▼

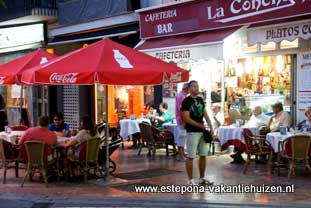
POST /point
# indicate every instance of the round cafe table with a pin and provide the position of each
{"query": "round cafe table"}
(274, 138)
(129, 127)
(172, 127)
(232, 135)
(11, 136)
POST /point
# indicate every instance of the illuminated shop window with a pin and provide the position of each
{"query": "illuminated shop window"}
(249, 49)
(285, 44)
(268, 47)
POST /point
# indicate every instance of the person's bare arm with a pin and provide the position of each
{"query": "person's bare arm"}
(208, 121)
(188, 120)
(159, 118)
(71, 142)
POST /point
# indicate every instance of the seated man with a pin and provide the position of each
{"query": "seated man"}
(39, 133)
(218, 118)
(306, 124)
(258, 118)
(280, 118)
(166, 116)
(59, 126)
(87, 131)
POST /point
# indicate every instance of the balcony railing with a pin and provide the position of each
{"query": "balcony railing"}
(21, 8)
(44, 7)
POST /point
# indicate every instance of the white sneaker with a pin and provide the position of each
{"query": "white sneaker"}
(192, 183)
(204, 181)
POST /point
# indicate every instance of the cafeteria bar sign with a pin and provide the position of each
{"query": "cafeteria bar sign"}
(192, 16)
(290, 32)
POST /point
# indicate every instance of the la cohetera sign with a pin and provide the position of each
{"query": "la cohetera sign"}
(290, 32)
(202, 15)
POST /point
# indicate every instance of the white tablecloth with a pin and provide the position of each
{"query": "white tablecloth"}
(129, 127)
(172, 128)
(226, 133)
(275, 137)
(12, 136)
(62, 140)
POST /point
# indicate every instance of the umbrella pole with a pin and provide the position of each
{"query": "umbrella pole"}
(21, 104)
(107, 136)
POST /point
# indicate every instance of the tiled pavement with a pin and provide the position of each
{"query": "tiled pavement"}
(219, 170)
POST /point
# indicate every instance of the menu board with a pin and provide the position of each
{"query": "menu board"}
(305, 73)
(304, 95)
(169, 90)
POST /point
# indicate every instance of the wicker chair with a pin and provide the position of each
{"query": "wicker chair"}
(38, 160)
(256, 146)
(7, 155)
(86, 157)
(19, 128)
(147, 137)
(294, 148)
(154, 139)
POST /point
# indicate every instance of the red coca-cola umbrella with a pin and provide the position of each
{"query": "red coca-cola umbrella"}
(11, 72)
(105, 62)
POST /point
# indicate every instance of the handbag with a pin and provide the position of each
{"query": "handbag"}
(207, 136)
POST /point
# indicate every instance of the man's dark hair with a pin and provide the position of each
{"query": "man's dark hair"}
(278, 105)
(88, 124)
(59, 115)
(192, 82)
(164, 105)
(44, 121)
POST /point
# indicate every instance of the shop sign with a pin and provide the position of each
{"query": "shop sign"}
(278, 33)
(69, 78)
(200, 15)
(21, 35)
(305, 72)
(304, 80)
(173, 55)
(16, 91)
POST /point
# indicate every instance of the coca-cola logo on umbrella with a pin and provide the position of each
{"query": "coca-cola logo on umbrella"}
(121, 59)
(69, 78)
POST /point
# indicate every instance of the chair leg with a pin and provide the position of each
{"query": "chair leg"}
(43, 171)
(213, 148)
(291, 170)
(153, 152)
(140, 148)
(16, 169)
(271, 164)
(174, 150)
(247, 163)
(5, 167)
(24, 179)
(85, 174)
(308, 169)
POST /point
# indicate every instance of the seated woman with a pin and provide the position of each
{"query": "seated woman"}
(87, 131)
(59, 126)
(306, 124)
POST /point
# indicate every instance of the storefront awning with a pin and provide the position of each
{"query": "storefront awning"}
(277, 32)
(95, 35)
(192, 39)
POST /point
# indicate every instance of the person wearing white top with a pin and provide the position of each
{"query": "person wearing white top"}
(258, 119)
(280, 118)
(218, 118)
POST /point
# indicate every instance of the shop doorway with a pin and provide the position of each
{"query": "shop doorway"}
(261, 81)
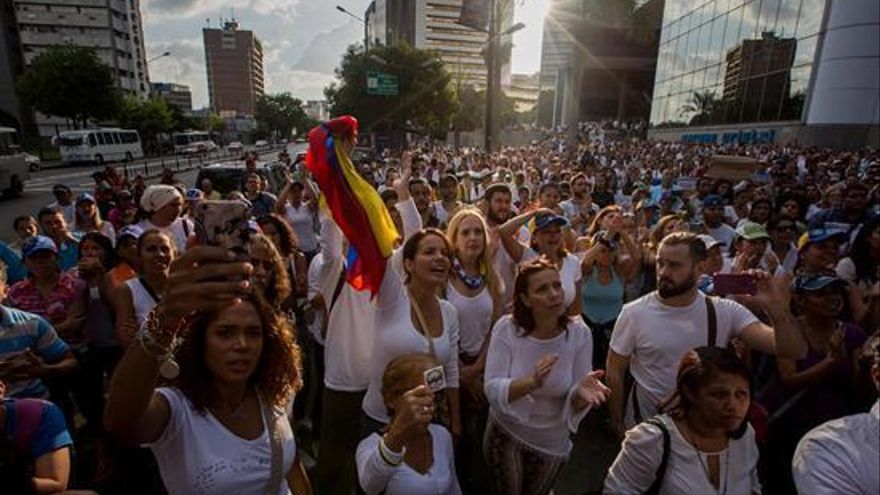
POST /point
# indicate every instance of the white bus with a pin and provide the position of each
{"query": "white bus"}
(99, 145)
(186, 142)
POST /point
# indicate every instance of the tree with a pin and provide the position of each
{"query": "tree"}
(425, 101)
(71, 82)
(278, 115)
(150, 117)
(702, 105)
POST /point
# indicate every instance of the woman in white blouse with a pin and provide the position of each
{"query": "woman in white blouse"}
(711, 445)
(412, 456)
(539, 383)
(547, 241)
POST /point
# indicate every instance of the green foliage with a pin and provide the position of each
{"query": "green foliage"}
(150, 117)
(71, 82)
(278, 115)
(426, 102)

▲

- _TASK INSTRUCTIONS_: Write out all of the data above exactly, pictures excluded.

- _ANSWER BOX_:
POST /point
# indicate every instance of the round cafe table with a pin and provide the position of each
{"query": "round cafe table"}
(274, 138)
(129, 127)
(172, 127)
(232, 135)
(11, 136)
POST /point
# indicate every instance of the illuminated shop window with a pin and provide the position of each
{"query": "illuminated shop window"}
(249, 49)
(285, 44)
(268, 47)
POST /point
# indicate every instance of the person's bare arm with a pin and provide the position of each
{"query": "person's bare arm"}
(208, 121)
(188, 120)
(159, 118)
(71, 142)
POST /point
# indicate every instance of the seated man with a pin and provide the position of each
{"query": "seated man"}
(39, 133)
(218, 118)
(306, 124)
(258, 118)
(280, 118)
(166, 116)
(59, 126)
(87, 131)
POST /point
# indicate every instance of the balcony railing with a pin and provide the position of each
{"query": "balcony railing"}
(21, 8)
(44, 7)
POST /point
# indicate every instance of the white sneaker with a pin and provide the position of each
{"query": "white sneaker"}
(192, 183)
(204, 181)
POST /point
# indicate every instance of the cafeteria bar sign with a pin and provide the position of each
{"query": "cafeteria bar sign"}
(192, 16)
(290, 32)
POST /point
# indicate every instance of the la cohetera sign with a pin and provide the position of each
{"query": "la cohetera sign"}
(290, 32)
(202, 15)
POST /point
# indicate every instance of the white tablecloth with a pin and provide the position of each
{"query": "white tablecloth"}
(129, 127)
(172, 128)
(226, 133)
(275, 137)
(12, 136)
(62, 140)
POST /point
# indicate every instance of the umbrella pole with a pin and provide the position of each
{"query": "umbrella pole"}
(21, 104)
(107, 136)
POST /point
# indicate every instance of the tiled pavement with a pin and provide the position of each
{"query": "tiled pavement"}
(219, 170)
POST /point
# indicate every instance of the menu board with a pin and provide the position of each
{"query": "menu board"}
(305, 73)
(304, 95)
(169, 90)
POST /point
# indicate every instance of the wicker chair with a pin and provide the position of each
{"query": "wicker chair"}
(38, 160)
(256, 146)
(7, 155)
(86, 157)
(19, 128)
(147, 137)
(294, 148)
(154, 139)
POST /point
# indicate every instance of the red coca-cola umbrella with a pin and provide the position of each
{"query": "red coca-cola umbrella"}
(11, 72)
(105, 62)
POST /point
# indicate every instance of the handbag with a pin and provide the position of each
{"query": "handbag"}
(207, 136)
POST /point
# indicate every instance of the man's dark hair with a pin and provide the position of each
{"query": "man's dark hair"}
(278, 105)
(88, 124)
(59, 115)
(192, 82)
(164, 105)
(44, 121)
POST /point
# indicate every instance of the shop sign with a pin and provide the position of each
{"query": "shop sign"}
(278, 33)
(69, 78)
(200, 15)
(21, 35)
(305, 72)
(304, 80)
(173, 55)
(16, 91)
POST /point
# indicate every instance of the coca-cola logo on umbrella with a pin and provide the position of each
{"query": "coca-cola logo on umbrella"}
(121, 59)
(69, 78)
POST /point
# indicate every instance of the chair leg with a pin and provide the position of each
{"query": "chair leg"}
(43, 171)
(213, 148)
(291, 170)
(153, 152)
(140, 148)
(16, 169)
(271, 164)
(174, 150)
(247, 163)
(5, 167)
(24, 179)
(85, 174)
(308, 169)
POST /point
# indicate every instance of the seated woman with a pin and provide the position of each
{"query": "seated woman"}
(87, 131)
(59, 126)
(306, 124)
POST /point
# indicate every instance of the storefront awning with a pin and provide the position of each
{"query": "storefront awning"}
(277, 32)
(95, 35)
(192, 39)
POST /point
# indicate every instance of the person wearing white top with a pin and provide the position of each
{"query": "person wearing white top"}
(258, 119)
(280, 118)
(218, 118)
POST /point
# indicate every instance of the shop doorway with a pin and provide the position of each
{"query": "shop doorway"}
(261, 81)
POST /point
# indicate every instance of the white bus with a pin and provide the position of each
{"query": "white bus"}
(99, 145)
(186, 142)
POST /point
# indicate every instance of the tree with a pin and provide the position of each
{"query": "tree"}
(425, 101)
(71, 82)
(278, 115)
(150, 117)
(702, 105)
POST /point
# indicate every instance of the woman in white blouse with a pin and provide the position of each
{"query": "woman in white blouse"}
(711, 445)
(412, 456)
(539, 383)
(547, 241)
POST /point
# indicate every instance of the green foliage with a pin and provide the position of each
{"query": "green foliage"}
(150, 117)
(71, 82)
(278, 115)
(426, 102)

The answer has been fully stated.